[Data entries]
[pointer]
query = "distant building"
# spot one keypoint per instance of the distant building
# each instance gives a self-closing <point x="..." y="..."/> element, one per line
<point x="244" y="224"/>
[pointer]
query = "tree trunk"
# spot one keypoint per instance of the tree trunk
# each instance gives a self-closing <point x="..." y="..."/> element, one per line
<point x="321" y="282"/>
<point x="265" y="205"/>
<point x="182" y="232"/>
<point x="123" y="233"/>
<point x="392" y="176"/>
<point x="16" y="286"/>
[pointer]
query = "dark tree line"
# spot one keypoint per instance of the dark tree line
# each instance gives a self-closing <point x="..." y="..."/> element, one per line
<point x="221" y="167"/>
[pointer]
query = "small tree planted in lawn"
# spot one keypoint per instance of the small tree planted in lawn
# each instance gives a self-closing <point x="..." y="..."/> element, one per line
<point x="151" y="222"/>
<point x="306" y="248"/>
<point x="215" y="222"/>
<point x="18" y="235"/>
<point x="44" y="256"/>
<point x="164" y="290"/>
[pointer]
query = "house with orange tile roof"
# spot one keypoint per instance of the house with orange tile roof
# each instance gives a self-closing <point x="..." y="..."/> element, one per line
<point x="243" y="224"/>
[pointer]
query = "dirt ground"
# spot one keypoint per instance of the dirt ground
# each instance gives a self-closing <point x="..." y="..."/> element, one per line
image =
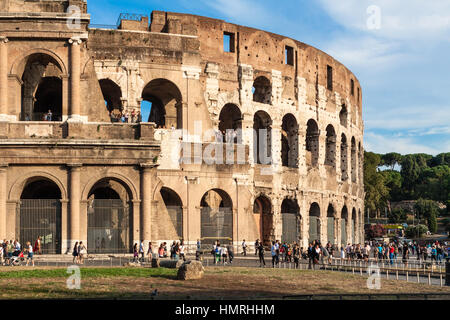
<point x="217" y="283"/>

* * *

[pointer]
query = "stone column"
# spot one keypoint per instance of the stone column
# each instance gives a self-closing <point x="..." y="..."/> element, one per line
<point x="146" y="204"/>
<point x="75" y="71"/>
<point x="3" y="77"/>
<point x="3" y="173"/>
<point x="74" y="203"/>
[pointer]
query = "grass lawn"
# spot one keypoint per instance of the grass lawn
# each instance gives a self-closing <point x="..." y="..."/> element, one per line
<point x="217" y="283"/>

## Task to complete
Return each line of the data above that includes the word "stone".

## Solution
query = "stone column"
# spot one keypoint per instance of the stone column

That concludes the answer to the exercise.